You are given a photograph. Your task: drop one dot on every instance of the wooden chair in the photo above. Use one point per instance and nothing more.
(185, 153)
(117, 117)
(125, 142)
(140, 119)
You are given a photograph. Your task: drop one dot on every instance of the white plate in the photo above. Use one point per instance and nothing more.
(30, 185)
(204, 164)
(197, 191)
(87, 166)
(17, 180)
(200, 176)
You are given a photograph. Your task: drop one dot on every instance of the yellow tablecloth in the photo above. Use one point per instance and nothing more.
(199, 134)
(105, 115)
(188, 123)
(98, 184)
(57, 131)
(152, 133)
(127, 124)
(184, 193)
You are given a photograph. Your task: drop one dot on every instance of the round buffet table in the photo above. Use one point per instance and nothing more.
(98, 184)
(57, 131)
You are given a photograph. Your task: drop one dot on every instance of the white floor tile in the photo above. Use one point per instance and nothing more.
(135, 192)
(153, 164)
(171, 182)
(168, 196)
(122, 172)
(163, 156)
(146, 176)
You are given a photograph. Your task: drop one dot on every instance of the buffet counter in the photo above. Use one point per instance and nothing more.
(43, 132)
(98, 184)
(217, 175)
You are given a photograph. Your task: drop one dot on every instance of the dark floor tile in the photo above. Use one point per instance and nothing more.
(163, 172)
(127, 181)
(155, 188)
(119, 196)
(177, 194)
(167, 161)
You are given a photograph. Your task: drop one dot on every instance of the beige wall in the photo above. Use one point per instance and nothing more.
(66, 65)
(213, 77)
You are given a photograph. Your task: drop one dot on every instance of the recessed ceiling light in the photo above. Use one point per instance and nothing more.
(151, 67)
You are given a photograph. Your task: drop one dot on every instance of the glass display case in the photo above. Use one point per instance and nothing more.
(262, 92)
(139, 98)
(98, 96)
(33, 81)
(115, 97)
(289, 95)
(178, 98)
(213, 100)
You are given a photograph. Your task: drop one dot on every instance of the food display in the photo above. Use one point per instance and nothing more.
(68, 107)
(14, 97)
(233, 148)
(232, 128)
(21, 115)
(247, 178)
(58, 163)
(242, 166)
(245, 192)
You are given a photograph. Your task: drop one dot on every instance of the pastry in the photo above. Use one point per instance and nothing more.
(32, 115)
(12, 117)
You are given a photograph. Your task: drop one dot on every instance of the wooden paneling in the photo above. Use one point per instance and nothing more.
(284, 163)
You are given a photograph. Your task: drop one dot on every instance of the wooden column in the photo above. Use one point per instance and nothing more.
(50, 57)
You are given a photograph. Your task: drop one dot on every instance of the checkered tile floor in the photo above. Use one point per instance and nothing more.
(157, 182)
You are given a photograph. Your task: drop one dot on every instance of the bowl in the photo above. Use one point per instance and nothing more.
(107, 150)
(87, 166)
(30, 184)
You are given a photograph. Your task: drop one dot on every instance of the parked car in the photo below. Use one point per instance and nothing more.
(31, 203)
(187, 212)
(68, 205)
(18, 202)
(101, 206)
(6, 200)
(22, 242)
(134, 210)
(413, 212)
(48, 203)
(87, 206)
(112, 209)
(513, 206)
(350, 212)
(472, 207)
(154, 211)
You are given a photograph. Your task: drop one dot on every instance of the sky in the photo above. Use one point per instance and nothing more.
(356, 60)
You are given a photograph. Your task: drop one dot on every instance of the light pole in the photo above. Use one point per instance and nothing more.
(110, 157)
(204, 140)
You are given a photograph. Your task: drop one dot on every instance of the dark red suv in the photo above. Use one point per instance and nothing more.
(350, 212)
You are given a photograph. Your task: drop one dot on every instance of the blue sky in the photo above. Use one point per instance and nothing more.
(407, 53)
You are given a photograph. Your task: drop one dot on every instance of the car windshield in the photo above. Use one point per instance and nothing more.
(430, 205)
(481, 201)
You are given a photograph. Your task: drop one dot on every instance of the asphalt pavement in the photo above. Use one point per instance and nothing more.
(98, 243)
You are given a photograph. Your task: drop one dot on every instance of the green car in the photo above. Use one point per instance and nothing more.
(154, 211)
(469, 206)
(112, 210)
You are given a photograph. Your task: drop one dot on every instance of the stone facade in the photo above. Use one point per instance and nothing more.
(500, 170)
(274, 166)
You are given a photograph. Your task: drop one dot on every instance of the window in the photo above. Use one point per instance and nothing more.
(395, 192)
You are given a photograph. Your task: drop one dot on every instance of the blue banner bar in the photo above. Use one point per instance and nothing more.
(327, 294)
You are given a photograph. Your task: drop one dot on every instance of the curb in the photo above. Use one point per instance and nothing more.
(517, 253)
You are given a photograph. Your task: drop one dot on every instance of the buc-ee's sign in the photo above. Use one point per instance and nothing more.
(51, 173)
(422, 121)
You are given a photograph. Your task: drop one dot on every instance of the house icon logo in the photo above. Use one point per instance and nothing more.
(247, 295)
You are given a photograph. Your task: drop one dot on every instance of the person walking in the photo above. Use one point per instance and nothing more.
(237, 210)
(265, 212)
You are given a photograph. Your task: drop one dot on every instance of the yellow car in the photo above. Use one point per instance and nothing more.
- - - - -
→ TASK DESCRIPTION
Reproduce all of the material above word for word, from its first line through its last.

→ SOLVED PROBLEM
You are given a photograph. Your task: drop one dot on every instance of the wooden chair in the photo above. Use one point per instance and nothing more.
(185, 153)
(117, 117)
(125, 142)
(140, 119)
You are given a photograph. Your task: drop one dot on every instance of the white plate in the photo above. Use one point per instance and nothing more.
(30, 185)
(204, 164)
(197, 191)
(87, 166)
(17, 180)
(200, 176)
You are given a photograph. Your task: drop one dot on every instance of the yellow tablecloth in the photo above. Use one point per instance and nothing more.
(199, 134)
(105, 115)
(188, 123)
(98, 184)
(57, 131)
(152, 133)
(127, 124)
(184, 193)
You are given a photograph. Your task: drop one dot on every instance of the round buffet table in the photo above. Use one point per instance and nothing more.
(98, 184)
(57, 131)
You are given a photograph. Your task: drop one dot on every instance of the white floor tile in the photo above. Use one point per instance and nothing more.
(135, 192)
(153, 164)
(171, 182)
(168, 196)
(122, 172)
(163, 156)
(146, 176)
You are given a photograph. Your task: drop one dot on every instance of the buffet counter in the photo above. Use one point per instance and nothing more.
(43, 132)
(98, 184)
(217, 175)
You are given a photograph. Your task: drop one dot on every instance of the dark floor tile in the photo above. Use one point per instance and nothing more.
(163, 172)
(127, 181)
(155, 188)
(119, 196)
(177, 194)
(167, 161)
You are given a photograph. Your task: drop one dot on every instance of the beige wall in the photo above. Use one point per instance and nothing more.
(66, 65)
(213, 77)
You are given a photograph. Your task: drop one dot on every instance of the recessed ceiling light in the photo above. Use one point per instance and nothing more.
(151, 67)
You are given a photograph. Your task: drop one dot on every instance of the glass display case in the photo above. Use one point per instance and nothing more.
(262, 92)
(139, 98)
(98, 96)
(33, 81)
(115, 97)
(289, 95)
(178, 98)
(213, 100)
You are given a photograph. Your task: drop one dot on every instance of the food display in the photo above. Use one point per instance and nothing more.
(68, 107)
(14, 97)
(233, 148)
(232, 128)
(21, 115)
(247, 178)
(58, 163)
(242, 166)
(245, 192)
You are given a photograph. Your task: drop one dot on every instance of the pastry in the photo above. Use one point per instance and nothing more.
(32, 115)
(12, 117)
You are given a photograph. Your task: drop one dot on every instance of the wooden paneling in the photo above. Use one point per instance and nothing more.
(284, 163)
You are given a photograph. Your task: drop one dot on every instance of the wooden column in the photo above. Use one point per instance and nothing more.
(50, 57)
You are given a photograph. Your task: drop one dot on every instance of the checkered tile floor in the photo above. Use one point per instance and nothing more.
(157, 182)
You are given a photograph. Your task: drop one dot on every instance of the bowl in the photo above. Use one point per instance and nothing more.
(107, 150)
(87, 166)
(30, 184)
You are given a photograph. Your task: drop one dot on every instance of the parked car in the photo below. Use one point per instance and nothing more.
(31, 203)
(187, 212)
(68, 205)
(18, 202)
(101, 206)
(6, 200)
(22, 242)
(134, 210)
(413, 212)
(48, 203)
(87, 206)
(112, 209)
(513, 206)
(350, 212)
(472, 207)
(154, 211)
You are given a photograph. Your task: drop one dot on every instance of the sky in the photo above. Use one point per instance and nothing more.
(356, 60)
You are given a photograph. Your task: drop one dot on every instance of the light pole in the photo above. Use one point per instance and nothing more.
(110, 157)
(204, 140)
You are given a photograph. Your task: drop one dot on every instance of the dark red suv in the photo above. Use one point per instance and nothing more.
(350, 212)
You are given a photograph. Your task: drop one dot on every instance of the blue sky in the photo above. Use one point per instance and nothing more.
(407, 53)
You are given a photograph. Your task: drop one dot on every instance of the car windshield in the photo above. Use one point per instance and nothing more.
(430, 205)
(481, 201)
You are given a photograph. Your task: drop one dot on every instance of the asphalt pavement in the photo above. Use one point per instance and nothing more.
(98, 243)
You are given a photograph. Your task: drop one dot on every instance of the green car in the photo above. Use one point per instance and nothing more.
(154, 211)
(469, 206)
(112, 210)
You are given a photograph. Your task: drop one dot on every instance of the stone facade in the photo above. Use one point per instance and nothing more.
(500, 170)
(274, 166)
You are given a photograph. Your task: drop one dot on every instance of the window in the photo above. Use one point per instance and nothing more.
(395, 192)
You are given a photograph. Your task: drop one dot on every instance of the blue banner bar in the photo above. Use one point per instance and nothing more.
(327, 294)
You are given a photograph. Your task: drop one dot on every instance of the curb in the photo above. Use one point per instance and nothing more.
(517, 253)
You are given a photograph. Your task: drop one dot on every instance of the buc-ee's sign in the photo above. Use one point per instance and nothing more.
(51, 173)
(422, 121)
You are given a photograph. Your task: drop one dot on every instance of the house icon logo in the photo above. Use one point per instance and nothing more.
(247, 295)
You are given a photograph. Your task: drop one dot on every instance of the person walking in the photo above. Use one point per instance and nothing more.
(237, 210)
(265, 212)
You are given a photograph. Your task: drop one dot on every instance of the yellow car in the photo above. Use one point per instance and nothing more.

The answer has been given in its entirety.